Stored data entries
□ □ □ □ □
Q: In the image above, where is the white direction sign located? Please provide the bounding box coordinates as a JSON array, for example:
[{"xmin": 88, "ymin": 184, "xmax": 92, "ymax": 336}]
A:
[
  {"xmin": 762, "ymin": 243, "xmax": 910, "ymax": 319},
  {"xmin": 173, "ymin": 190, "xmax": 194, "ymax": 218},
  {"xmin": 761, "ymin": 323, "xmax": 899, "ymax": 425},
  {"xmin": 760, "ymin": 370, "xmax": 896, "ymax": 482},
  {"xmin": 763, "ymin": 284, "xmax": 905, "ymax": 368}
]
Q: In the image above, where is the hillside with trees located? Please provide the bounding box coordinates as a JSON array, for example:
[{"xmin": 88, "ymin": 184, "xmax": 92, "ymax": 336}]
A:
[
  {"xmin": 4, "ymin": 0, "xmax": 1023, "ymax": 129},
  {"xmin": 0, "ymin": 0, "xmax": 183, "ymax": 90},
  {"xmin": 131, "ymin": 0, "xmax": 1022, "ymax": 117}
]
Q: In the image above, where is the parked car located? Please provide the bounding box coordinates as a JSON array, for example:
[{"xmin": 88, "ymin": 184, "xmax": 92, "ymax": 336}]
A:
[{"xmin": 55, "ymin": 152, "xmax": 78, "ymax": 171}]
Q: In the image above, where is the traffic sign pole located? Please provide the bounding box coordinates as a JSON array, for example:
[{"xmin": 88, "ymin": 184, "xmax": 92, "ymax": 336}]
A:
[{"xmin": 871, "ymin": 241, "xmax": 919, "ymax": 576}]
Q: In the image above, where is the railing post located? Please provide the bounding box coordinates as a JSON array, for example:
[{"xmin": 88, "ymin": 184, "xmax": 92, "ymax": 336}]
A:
□ □ □ □ □
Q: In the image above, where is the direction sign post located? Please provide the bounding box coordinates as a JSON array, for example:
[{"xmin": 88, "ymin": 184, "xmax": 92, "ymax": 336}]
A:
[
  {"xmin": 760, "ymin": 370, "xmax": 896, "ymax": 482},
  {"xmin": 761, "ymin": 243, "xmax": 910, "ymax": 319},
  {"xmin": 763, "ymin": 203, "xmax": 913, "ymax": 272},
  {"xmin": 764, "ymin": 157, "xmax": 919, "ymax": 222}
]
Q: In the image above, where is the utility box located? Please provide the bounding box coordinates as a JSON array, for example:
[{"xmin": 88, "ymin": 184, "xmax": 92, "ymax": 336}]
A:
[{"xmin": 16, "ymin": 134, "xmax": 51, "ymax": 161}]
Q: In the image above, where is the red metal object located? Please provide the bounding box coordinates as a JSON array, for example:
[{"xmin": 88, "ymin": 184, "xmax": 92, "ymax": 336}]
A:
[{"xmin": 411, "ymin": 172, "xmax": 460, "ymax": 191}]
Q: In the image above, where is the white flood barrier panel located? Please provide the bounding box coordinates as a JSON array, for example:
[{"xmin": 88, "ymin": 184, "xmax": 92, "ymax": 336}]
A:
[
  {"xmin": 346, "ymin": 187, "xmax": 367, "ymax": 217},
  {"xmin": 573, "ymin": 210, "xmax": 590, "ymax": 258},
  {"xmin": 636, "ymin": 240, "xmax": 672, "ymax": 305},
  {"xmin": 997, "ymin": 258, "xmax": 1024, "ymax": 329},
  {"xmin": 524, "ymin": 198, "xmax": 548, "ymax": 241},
□ □ □ □ □
*Activity*
Pull every line with "image" from the records.

*Exercise result*
Q: In the image above, where is the white direction sign located? Please provide the bounding box coordinates as a JSON array, for example:
Q: In the image above, where is the hillside with trees located? Please provide the bounding box coordinates as a JSON array, for example:
Q: In the image above, where is the parked car located? Please provide the bounding box coordinates as a JSON array, for example:
Q: In the image above, where is the traffic sign pole located? Please provide the bounding box coordinates as a JSON array, for example:
Q: In the image above, where is the railing post located? Please provide the bounding box coordinates as a JSON array, for example:
Q: In the image above, where is the direction sign post located? Please provide the bounding box coordinates as a JSON array, for example:
Q: In the image above, where is the utility box located? Please provide the bounding box coordinates as a JSON array, for example:
Q: In the image above, where is the red metal object located? Please provide the bounding box coordinates as a JSON array, for example:
Q: In the image above, where is the white flood barrier panel located? Please provide the bounding box coordinates as a JSON array, for example:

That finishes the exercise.